PROBLEM STATEMENT =
Quote the lines below exactly, from the one that holds "red pickup truck -> point" through the final line of the records, and only those.

[START RECORDS SHOWN]

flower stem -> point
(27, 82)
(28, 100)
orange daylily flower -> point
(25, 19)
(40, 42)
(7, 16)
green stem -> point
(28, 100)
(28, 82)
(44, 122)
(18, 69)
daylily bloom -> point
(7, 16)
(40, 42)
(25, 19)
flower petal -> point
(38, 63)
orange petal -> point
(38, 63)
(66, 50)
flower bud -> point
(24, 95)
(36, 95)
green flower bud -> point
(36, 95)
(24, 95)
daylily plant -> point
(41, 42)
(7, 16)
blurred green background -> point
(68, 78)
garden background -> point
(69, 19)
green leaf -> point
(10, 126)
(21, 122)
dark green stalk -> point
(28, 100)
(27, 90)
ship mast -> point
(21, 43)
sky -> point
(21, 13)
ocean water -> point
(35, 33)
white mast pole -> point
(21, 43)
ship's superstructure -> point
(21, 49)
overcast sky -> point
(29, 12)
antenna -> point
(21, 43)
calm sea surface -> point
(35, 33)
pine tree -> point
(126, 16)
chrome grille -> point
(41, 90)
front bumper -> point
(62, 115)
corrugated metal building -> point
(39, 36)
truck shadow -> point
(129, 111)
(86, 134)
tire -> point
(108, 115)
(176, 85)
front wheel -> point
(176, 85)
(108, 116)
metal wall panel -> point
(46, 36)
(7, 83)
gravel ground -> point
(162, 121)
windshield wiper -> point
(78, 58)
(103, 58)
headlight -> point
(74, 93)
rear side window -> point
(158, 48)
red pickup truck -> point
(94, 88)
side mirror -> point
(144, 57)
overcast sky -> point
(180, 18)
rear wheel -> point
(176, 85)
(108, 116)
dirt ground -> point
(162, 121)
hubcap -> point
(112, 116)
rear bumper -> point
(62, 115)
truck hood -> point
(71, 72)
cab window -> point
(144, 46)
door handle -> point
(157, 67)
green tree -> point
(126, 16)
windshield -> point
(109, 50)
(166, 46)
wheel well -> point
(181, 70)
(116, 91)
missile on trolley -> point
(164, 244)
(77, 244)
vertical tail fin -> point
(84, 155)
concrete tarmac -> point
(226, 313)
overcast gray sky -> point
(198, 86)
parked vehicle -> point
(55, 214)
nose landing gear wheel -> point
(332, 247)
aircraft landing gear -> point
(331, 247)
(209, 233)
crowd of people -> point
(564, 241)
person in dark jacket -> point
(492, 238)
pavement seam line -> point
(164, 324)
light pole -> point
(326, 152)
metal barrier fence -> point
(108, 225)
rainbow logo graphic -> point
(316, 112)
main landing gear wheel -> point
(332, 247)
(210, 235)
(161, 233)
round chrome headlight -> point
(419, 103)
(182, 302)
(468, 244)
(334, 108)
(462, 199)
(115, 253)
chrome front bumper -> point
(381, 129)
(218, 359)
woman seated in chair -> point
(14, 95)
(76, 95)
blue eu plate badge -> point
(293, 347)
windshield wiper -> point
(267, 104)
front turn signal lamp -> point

[END RECORDS SHOWN]

FINAL RESULT =
red pickup truck -> point
(94, 88)
side mirror -> point
(144, 57)
overcast sky -> point
(180, 18)
rear wheel -> point
(176, 85)
(108, 116)
dirt ground -> point
(162, 121)
hubcap -> point
(112, 116)
rear bumper -> point
(62, 115)
truck hood -> point
(71, 72)
cab window -> point
(144, 46)
door handle -> point
(157, 67)
green tree -> point
(126, 16)
windshield -> point
(109, 50)
(166, 46)
wheel well -> point
(181, 70)
(116, 91)
missile on trolley -> point
(164, 244)
(77, 244)
vertical tail fin -> point
(84, 155)
concrete tarmac -> point
(226, 313)
overcast gray sky -> point
(198, 86)
parked vehicle -> point
(55, 214)
nose landing gear wheel -> point
(332, 247)
aircraft landing gear -> point
(331, 247)
(209, 233)
crowd of people -> point
(564, 241)
person in dark jacket -> point
(492, 238)
pavement seam line -> point
(164, 324)
light pole -> point
(326, 152)
metal barrier fence -> point
(108, 225)
rainbow logo graphic -> point
(316, 112)
main landing gear wheel -> point
(332, 247)
(210, 235)
(161, 233)
round chrome headlight -> point
(419, 103)
(182, 302)
(468, 244)
(334, 108)
(462, 199)
(115, 253)
chrome front bumper -> point
(381, 129)
(218, 359)
woman seated in chair -> point
(14, 95)
(76, 95)
blue eu plate badge -> point
(293, 347)
windshield wiper -> point
(267, 104)
front turn signal lamp -> point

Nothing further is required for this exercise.